SHORT EXERCISE
Please format the material as a numbered list, from its first line through the line that contains "0L0 1L0 134L43", with both ends included. Omit blank lines and leave the pictures out.

EXERCISE MATERIAL

______

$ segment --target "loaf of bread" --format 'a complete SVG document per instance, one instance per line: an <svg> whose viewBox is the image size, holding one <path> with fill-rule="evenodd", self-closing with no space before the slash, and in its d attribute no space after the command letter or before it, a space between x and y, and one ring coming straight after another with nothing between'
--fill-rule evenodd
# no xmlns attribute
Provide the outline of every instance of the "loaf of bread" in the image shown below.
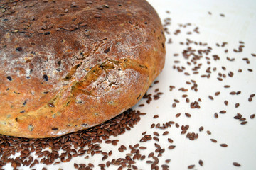
<svg viewBox="0 0 256 170"><path fill-rule="evenodd" d="M145 0L0 1L0 134L43 138L135 105L162 70L165 37Z"/></svg>

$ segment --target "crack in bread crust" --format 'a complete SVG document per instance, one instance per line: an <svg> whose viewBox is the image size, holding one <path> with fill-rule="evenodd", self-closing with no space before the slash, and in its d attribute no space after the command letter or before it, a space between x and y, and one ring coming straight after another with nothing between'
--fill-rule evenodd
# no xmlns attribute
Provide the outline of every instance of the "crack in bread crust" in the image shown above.
<svg viewBox="0 0 256 170"><path fill-rule="evenodd" d="M77 0L64 13L71 2L5 2L0 134L54 137L102 123L133 106L162 70L166 40L146 1Z"/></svg>

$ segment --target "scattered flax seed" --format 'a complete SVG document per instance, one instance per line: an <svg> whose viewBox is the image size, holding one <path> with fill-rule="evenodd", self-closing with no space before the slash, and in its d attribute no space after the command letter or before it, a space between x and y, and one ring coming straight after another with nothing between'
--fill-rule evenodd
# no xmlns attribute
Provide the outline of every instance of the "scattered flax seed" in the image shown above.
<svg viewBox="0 0 256 170"><path fill-rule="evenodd" d="M233 163L233 164L235 166L241 166L241 165L240 165L239 163L236 162L234 162Z"/></svg>
<svg viewBox="0 0 256 170"><path fill-rule="evenodd" d="M220 94L220 91L217 91L217 92L215 93L215 96L218 96Z"/></svg>
<svg viewBox="0 0 256 170"><path fill-rule="evenodd" d="M226 110L220 110L220 113L222 113L222 114L226 113Z"/></svg>
<svg viewBox="0 0 256 170"><path fill-rule="evenodd" d="M220 147L228 147L228 144L220 144Z"/></svg>

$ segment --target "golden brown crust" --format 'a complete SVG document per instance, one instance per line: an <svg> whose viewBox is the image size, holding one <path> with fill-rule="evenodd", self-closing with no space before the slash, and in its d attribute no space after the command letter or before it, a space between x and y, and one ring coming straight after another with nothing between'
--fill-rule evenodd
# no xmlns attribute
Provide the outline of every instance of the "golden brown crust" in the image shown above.
<svg viewBox="0 0 256 170"><path fill-rule="evenodd" d="M163 28L144 0L4 1L0 134L47 137L134 106L164 64Z"/></svg>

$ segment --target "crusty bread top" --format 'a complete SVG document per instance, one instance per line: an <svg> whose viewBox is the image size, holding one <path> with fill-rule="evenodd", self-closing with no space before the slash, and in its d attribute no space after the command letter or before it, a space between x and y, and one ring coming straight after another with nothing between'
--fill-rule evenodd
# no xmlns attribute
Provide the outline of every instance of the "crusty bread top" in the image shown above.
<svg viewBox="0 0 256 170"><path fill-rule="evenodd" d="M134 106L164 64L144 0L0 1L0 134L60 136Z"/></svg>

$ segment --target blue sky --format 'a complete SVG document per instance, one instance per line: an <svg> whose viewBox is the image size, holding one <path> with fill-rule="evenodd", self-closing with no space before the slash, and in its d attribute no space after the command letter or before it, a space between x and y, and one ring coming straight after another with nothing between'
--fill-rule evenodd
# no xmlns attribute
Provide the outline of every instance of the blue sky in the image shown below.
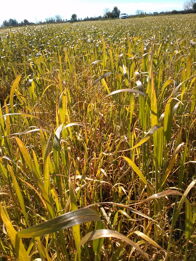
<svg viewBox="0 0 196 261"><path fill-rule="evenodd" d="M116 6L122 13L134 14L137 9L148 13L182 10L183 0L9 0L1 1L0 24L10 18L18 22L24 19L30 21L43 21L46 17L60 14L65 20L75 13L78 18L103 15L104 8L111 11Z"/></svg>

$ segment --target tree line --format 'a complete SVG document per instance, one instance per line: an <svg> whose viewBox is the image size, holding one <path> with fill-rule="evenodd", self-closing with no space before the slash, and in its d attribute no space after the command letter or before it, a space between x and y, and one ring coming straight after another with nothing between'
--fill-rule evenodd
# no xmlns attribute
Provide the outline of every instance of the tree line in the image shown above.
<svg viewBox="0 0 196 261"><path fill-rule="evenodd" d="M158 15L167 15L176 14L186 14L191 13L196 13L196 0L187 0L183 5L184 10L180 11L173 10L171 11L162 11L159 13L154 12L149 13L144 12L143 10L138 9L136 10L134 15L129 16L129 17L133 17L138 16ZM90 17L88 16L84 19L78 18L76 14L73 14L70 20L63 19L59 14L56 14L54 17L50 17L45 18L45 21L43 22L42 20L37 22L36 24L42 24L44 23L55 23L72 22L80 21L92 21L100 20L103 19L114 19L119 18L120 14L120 11L117 6L115 6L112 11L109 8L105 8L103 11L103 16L100 15L97 17ZM29 22L26 19L22 21L21 23L18 23L16 19L10 19L8 20L5 20L1 25L2 27L9 26L20 26L29 25L34 24L34 23Z"/></svg>

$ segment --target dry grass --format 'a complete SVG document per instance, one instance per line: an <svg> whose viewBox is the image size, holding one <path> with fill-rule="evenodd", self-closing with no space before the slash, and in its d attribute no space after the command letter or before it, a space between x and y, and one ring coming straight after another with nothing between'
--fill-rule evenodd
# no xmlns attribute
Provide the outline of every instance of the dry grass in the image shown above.
<svg viewBox="0 0 196 261"><path fill-rule="evenodd" d="M194 260L196 17L0 32L2 259Z"/></svg>

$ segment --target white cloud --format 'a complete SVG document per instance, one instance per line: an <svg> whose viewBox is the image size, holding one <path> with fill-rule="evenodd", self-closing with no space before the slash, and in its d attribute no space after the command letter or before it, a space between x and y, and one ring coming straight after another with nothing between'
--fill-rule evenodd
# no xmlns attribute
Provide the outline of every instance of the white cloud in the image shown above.
<svg viewBox="0 0 196 261"><path fill-rule="evenodd" d="M105 3L105 1L103 3L104 1L102 0L99 3L97 3L97 1L92 2L88 0L56 0L51 2L46 2L40 0L34 0L33 2L21 0L19 5L18 2L15 0L10 0L9 8L7 6L8 4L6 1L1 3L1 9L3 10L4 12L1 14L0 24L3 20L10 18L16 18L18 22L27 19L29 21L35 22L36 17L37 21L42 19L43 21L46 17L57 14L61 15L65 19L70 19L71 15L74 13L80 18L83 19L87 16L94 17L95 15L98 16L103 15L104 8L107 7L112 11L115 6L117 6L121 12L127 13L129 14L134 14L137 9L142 9L147 13L182 9L182 4L179 3L166 3L163 1L152 2L153 1L148 3L141 2L119 4L119 2L118 2L118 0L115 3L114 1L112 3L110 3L111 2Z"/></svg>

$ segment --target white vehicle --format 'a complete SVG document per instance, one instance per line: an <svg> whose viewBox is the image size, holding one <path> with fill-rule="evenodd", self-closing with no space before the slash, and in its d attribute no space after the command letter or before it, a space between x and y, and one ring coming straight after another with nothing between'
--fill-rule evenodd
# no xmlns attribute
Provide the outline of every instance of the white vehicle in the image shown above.
<svg viewBox="0 0 196 261"><path fill-rule="evenodd" d="M121 14L120 15L119 18L120 19L124 19L124 18L128 18L128 14Z"/></svg>

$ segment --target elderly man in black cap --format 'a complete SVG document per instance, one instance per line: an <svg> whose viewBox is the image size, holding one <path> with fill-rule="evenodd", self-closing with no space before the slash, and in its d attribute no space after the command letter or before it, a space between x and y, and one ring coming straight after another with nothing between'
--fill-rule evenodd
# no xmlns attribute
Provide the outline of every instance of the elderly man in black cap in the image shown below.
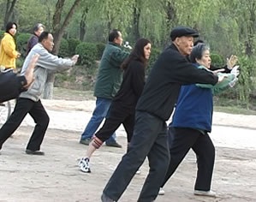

______

WORKED SOLUTION
1. $ segment --target "loaf of bread" --format 'a complete SVG document per instance, one instance per line: an <svg> whose viewBox is the image size, holding one <path> with fill-rule="evenodd", self-closing with no space before the slash, and in its d attribute no space after the command letter or before it, a space between x and y, and one ring coming straight after another with nothing between'
2. --fill-rule evenodd
3. # no xmlns attribute
4. Provide the outline of every instance of the "loaf of bread" in the image shown below.
5. <svg viewBox="0 0 256 170"><path fill-rule="evenodd" d="M145 0L0 1L0 134L43 138L135 105L162 70L165 37Z"/></svg>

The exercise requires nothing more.